*PROVIDED PASSAGE*
* start *
Re: File identification problem.

Dave,
I agree with John that ANALYZE/DISK without /REPAIR should be done first.
However if you plan to run ANALYZE/DISK without the /REPAIR qualifier
then I would recommend using /LOCK qualifier to avoid any false alarms.

John,
>> Also, are you running a defragger on the disk in question?
>> I have seen instances where defraggers corrupted files, but
>> admittedly not for several years.
This sounds interesting.
Can you give me some more details about which (DFO, DFU ...), how
(any scenarios) defraggers can cause a directory file to get corrupted.

Regards,
Murali
Let There Be Rock - AC/DC
Honored Contributor

Re: File identification problem.

Any 3rd-party caching products in use?

Do the disks have multiple paths?

-- Rob
Trusted Contributor

Re: File identification problem.

Murali, the disk defragger that I had problems with was many years ago. It was a third party product - might have been Raxco, I'm having trouble recalling it.

I'm not even sure that it was strictly a defragger problem. It might have been errors on the disk that were made worse with the files being defragged (and obviously new disk blocks written).

We ended up with ANALYSE/DISK reporting the very nasty "multiply allocated blocks" (as in "multiple-ly") and I had to examine about 150 files to work out which of two files the blocks actually belonged to.
Honored Contributor

Re: File identification problem.


>defragger that I had problems with was many
>years ago

yes MANY years, like the mid 1980's! The last one I caught red handed was called "Rabbit7" in about 1990.

For the first decade or so of OpenVMS history, the digital party line was that defragmentation was unnecessary, and the company did not have a defrag product (other than image backup & restore). In one of the rare cases of OpenVMS management responding to market forces, they finally realised that regardless of technical pontificating about the features of the file system, people WANTED to defrag files, if only for the warm fuzzy feeling of everything neat and tidy.

OpenVMS introduced the "MoveFile" primitive function at the XQP level which gave a supported and reliable mechanism to correctly synchronise defragmentation as an atomic and crash proof operation. I think it was around V6, early 1990s.

As well as the digital product (known by various names, DFG, DFO, PFO...), the 3rd party products changed from rather dodgy hacks to using the proper interface, and most (though perhaps not all) defragger related disk corruption vanished overnight. Support centres no longer saw file systems with "muddy rabbit tracks" all over them.
* end *
*SUPPLIED ENTRIES*
* start *
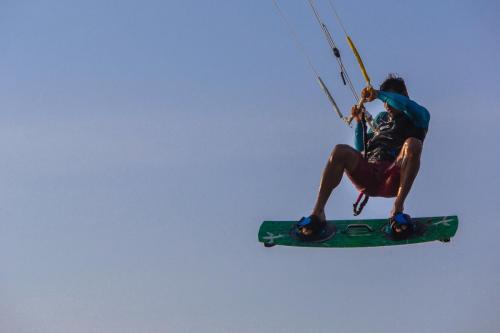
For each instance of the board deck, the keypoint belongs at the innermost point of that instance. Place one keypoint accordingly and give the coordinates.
(360, 233)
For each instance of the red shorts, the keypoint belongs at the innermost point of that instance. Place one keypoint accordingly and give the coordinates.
(376, 179)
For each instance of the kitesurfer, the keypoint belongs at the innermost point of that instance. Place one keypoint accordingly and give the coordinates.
(390, 163)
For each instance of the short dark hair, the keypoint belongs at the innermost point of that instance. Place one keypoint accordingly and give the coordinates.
(394, 83)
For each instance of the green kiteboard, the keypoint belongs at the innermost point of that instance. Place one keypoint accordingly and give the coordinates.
(360, 233)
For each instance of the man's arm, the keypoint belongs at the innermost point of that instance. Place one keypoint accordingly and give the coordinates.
(417, 113)
(358, 132)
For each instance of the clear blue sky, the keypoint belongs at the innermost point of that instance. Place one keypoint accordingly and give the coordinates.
(143, 143)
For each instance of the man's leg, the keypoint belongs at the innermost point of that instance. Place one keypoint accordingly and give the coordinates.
(342, 158)
(409, 161)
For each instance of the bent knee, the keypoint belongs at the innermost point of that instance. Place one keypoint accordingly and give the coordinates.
(413, 146)
(342, 151)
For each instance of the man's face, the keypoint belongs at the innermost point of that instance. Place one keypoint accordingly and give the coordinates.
(392, 111)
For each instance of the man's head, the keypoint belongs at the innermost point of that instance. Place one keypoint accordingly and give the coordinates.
(394, 83)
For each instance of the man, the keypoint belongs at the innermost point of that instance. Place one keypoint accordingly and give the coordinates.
(392, 157)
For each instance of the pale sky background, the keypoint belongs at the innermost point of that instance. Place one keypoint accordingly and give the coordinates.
(142, 143)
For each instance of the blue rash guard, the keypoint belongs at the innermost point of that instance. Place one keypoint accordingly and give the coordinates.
(413, 121)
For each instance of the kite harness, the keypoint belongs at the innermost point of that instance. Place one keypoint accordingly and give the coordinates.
(366, 119)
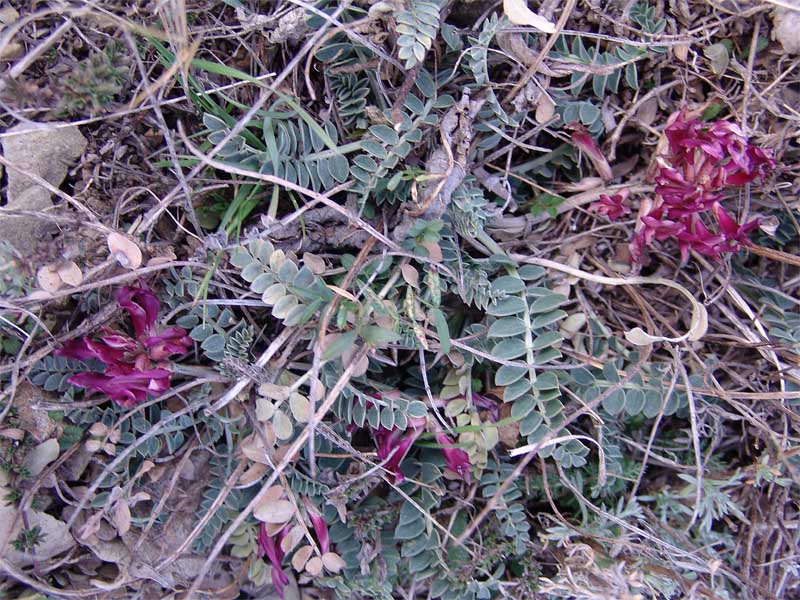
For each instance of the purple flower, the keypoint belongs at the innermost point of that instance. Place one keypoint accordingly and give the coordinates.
(125, 388)
(134, 367)
(455, 458)
(612, 207)
(583, 141)
(270, 546)
(394, 444)
(319, 524)
(702, 160)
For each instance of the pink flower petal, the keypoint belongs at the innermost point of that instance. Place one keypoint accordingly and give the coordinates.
(142, 305)
(455, 458)
(583, 140)
(319, 524)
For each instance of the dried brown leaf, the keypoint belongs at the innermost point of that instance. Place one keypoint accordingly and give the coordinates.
(124, 250)
(274, 511)
(301, 557)
(70, 273)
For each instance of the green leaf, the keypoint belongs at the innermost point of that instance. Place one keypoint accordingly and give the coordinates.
(442, 330)
(532, 272)
(507, 374)
(507, 327)
(339, 344)
(385, 134)
(548, 318)
(522, 407)
(509, 349)
(507, 306)
(547, 339)
(378, 336)
(516, 389)
(214, 343)
(508, 285)
(548, 303)
(614, 402)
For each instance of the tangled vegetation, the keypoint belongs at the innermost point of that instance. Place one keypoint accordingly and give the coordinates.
(400, 299)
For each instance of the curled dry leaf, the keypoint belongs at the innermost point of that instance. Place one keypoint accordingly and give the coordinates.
(162, 259)
(13, 433)
(98, 429)
(48, 279)
(518, 13)
(253, 473)
(265, 409)
(410, 274)
(301, 408)
(273, 391)
(314, 566)
(70, 273)
(293, 538)
(122, 517)
(315, 264)
(282, 425)
(93, 446)
(434, 251)
(333, 562)
(301, 557)
(124, 251)
(253, 448)
(545, 109)
(40, 456)
(274, 511)
(343, 293)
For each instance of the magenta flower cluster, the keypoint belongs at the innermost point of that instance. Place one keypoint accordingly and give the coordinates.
(393, 446)
(135, 366)
(701, 162)
(270, 545)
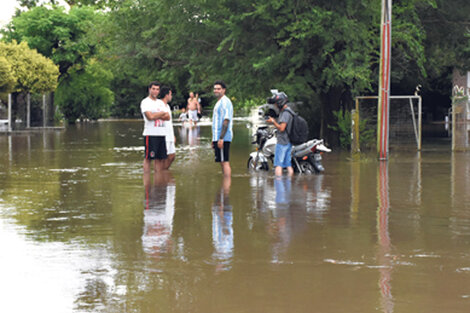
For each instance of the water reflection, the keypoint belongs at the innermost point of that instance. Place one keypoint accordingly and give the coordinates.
(158, 213)
(189, 135)
(222, 226)
(384, 248)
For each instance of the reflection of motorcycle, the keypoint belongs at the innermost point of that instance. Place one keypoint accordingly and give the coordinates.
(306, 157)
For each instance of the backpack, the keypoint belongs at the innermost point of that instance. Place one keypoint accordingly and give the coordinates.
(298, 130)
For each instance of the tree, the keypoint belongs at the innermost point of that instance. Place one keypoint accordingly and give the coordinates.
(85, 94)
(7, 79)
(33, 72)
(56, 34)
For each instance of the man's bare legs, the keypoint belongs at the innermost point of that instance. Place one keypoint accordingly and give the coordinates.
(226, 169)
(278, 171)
(169, 160)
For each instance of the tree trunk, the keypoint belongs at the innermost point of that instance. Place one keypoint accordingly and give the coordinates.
(330, 102)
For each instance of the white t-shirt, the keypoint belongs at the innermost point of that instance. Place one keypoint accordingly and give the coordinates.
(170, 134)
(155, 127)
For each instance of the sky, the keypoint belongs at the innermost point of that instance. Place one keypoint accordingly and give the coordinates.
(7, 9)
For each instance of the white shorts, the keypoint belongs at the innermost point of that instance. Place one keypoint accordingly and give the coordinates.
(193, 115)
(170, 147)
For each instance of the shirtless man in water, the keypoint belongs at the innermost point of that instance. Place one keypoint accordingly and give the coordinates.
(193, 107)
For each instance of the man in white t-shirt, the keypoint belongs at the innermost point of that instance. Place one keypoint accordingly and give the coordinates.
(222, 119)
(154, 129)
(164, 97)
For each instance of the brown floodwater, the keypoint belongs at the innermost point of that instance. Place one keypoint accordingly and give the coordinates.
(81, 229)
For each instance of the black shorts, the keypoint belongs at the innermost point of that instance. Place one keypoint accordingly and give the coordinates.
(155, 147)
(221, 155)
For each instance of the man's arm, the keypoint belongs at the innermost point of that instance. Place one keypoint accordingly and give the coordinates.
(280, 126)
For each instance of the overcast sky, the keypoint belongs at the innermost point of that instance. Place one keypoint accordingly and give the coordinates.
(7, 9)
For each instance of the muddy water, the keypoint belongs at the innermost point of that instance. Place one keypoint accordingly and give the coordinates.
(81, 230)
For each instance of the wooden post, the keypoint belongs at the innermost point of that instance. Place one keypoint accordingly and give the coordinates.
(355, 146)
(9, 112)
(44, 111)
(28, 111)
(419, 122)
(384, 80)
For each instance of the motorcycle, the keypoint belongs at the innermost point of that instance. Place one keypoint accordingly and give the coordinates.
(306, 157)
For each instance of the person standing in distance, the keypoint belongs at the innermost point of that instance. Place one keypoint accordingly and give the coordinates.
(282, 155)
(164, 97)
(222, 135)
(154, 129)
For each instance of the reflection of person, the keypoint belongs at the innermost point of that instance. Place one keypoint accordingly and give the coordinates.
(222, 118)
(183, 116)
(158, 213)
(282, 155)
(165, 97)
(193, 107)
(283, 190)
(154, 130)
(280, 227)
(222, 229)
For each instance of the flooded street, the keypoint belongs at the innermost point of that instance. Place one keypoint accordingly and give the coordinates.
(82, 230)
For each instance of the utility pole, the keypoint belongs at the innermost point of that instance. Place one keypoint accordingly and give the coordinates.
(384, 80)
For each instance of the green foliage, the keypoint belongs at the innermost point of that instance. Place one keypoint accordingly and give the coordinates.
(85, 94)
(55, 33)
(316, 51)
(344, 130)
(32, 71)
(343, 127)
(7, 79)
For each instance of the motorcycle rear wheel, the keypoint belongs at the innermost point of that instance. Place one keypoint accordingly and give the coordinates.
(257, 166)
(306, 167)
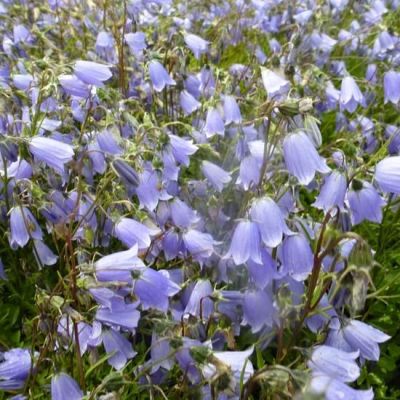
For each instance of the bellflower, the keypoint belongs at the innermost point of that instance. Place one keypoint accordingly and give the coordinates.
(15, 367)
(335, 363)
(274, 84)
(350, 95)
(153, 288)
(200, 245)
(297, 257)
(258, 310)
(131, 232)
(245, 243)
(159, 76)
(199, 304)
(214, 123)
(365, 338)
(52, 152)
(391, 86)
(301, 158)
(92, 73)
(269, 218)
(63, 387)
(387, 174)
(119, 347)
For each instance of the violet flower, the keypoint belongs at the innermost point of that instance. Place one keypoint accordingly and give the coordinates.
(92, 73)
(387, 174)
(52, 152)
(301, 158)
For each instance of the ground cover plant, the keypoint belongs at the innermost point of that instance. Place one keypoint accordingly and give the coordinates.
(199, 199)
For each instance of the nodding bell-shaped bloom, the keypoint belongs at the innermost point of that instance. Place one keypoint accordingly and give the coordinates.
(52, 152)
(258, 310)
(236, 363)
(188, 103)
(333, 389)
(214, 123)
(15, 367)
(199, 244)
(92, 73)
(196, 44)
(182, 215)
(387, 174)
(245, 243)
(335, 363)
(120, 348)
(199, 304)
(63, 387)
(215, 175)
(23, 226)
(182, 149)
(365, 338)
(159, 76)
(365, 204)
(131, 232)
(301, 158)
(231, 111)
(297, 257)
(332, 193)
(269, 219)
(274, 84)
(153, 288)
(113, 266)
(391, 86)
(350, 95)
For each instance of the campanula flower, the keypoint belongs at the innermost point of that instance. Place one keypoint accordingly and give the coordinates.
(52, 152)
(245, 243)
(92, 73)
(391, 86)
(365, 338)
(387, 174)
(350, 95)
(119, 347)
(269, 218)
(301, 158)
(274, 84)
(335, 363)
(15, 367)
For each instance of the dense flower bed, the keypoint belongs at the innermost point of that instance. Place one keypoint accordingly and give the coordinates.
(182, 186)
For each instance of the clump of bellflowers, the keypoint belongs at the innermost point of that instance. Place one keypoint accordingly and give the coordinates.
(195, 198)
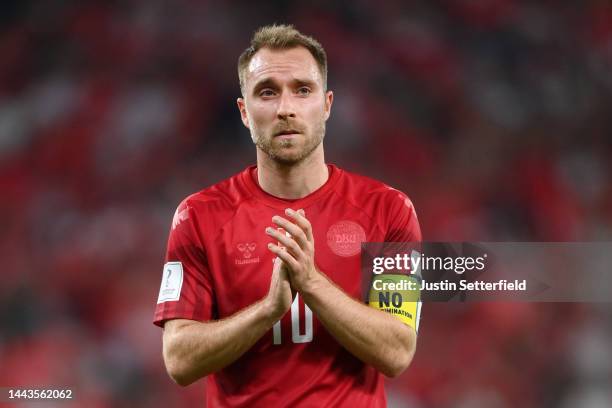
* end *
*AIM*
Quote the defragger thread verbatim, everything from "yes MANY years, like" down to "neat and tidy.".

*WRITTEN REPLY*
yes MANY years, like the mid 1980's! The last one I caught red handed was called "Rabbit7" in about 1990.

For the first decade or so of OpenVMS history, the digital party line was that defragmentation was unnecessary, and the company did not have a defrag product (other than image backup & restore). In one of the rare cases of OpenVMS management responding to market forces, they finally realised that regardless of technical pontificating about the features of the file system, people WANTED to defrag files, if only for the warm fuzzy feeling of everything neat and tidy.